Retype every entry below without altering anything.

======== Task material

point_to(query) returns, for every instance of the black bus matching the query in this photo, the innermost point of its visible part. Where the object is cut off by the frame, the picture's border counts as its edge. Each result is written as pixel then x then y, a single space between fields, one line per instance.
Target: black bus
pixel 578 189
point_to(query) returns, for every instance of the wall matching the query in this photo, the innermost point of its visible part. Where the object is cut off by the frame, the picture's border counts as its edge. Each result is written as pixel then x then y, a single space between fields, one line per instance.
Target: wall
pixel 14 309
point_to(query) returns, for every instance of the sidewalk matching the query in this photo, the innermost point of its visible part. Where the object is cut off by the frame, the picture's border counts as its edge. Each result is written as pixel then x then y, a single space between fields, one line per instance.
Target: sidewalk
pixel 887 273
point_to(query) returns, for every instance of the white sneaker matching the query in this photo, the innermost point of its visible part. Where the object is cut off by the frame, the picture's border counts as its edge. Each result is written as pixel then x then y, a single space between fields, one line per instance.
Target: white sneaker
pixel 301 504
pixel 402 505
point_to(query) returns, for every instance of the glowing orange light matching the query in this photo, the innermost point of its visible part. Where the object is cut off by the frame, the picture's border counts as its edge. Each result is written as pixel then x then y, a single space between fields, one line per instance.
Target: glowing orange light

================

# Exercise response
point_to(query) returns, for every instance of the black bus matching the query in this photo, the innermost point of its visible part. Where the object is cut off by the frame, the picture's border counts as its edge. Each result is written as pixel then x then y, a single space between fields, one line per instance.
Target: black bus
pixel 578 189
point_to(query) returns, for every instance of the wall matching the query in this photo, the innermost point of its visible part. Where the object is cut off by the frame, the picture's border counts as its edge. Each result is written as pixel then x then y, a single space between fields, one line per instance.
Target: wall
pixel 14 309
point_to(query) returns, for every instance of the sidewalk matching the query in this photo, the innermost point of its visible part. Where the object is cut off by the frame, the picture's border counts as its edge. Each result is written as pixel then x then y, a single space between fields, one line per instance.
Target: sidewalk
pixel 887 273
point_to(query) returns, for every instance of the white sneaker matching the query in this photo, the innermost point of its visible part. Where the object is cut off by the frame, the picture's border counts as its edge. Each result is written as pixel then x then y, a single space between fields, one line per instance.
Target: white sneaker
pixel 301 504
pixel 402 505
point_to(query) returns, for every instance of the glowing orange light matching the query in this photo, the innermost point of its visible part. Where the object is cut off by the frame, the picture's border counts as its edge. Each result is written as pixel then x then y, a single space between fields, one line per instance.
Target: glowing orange light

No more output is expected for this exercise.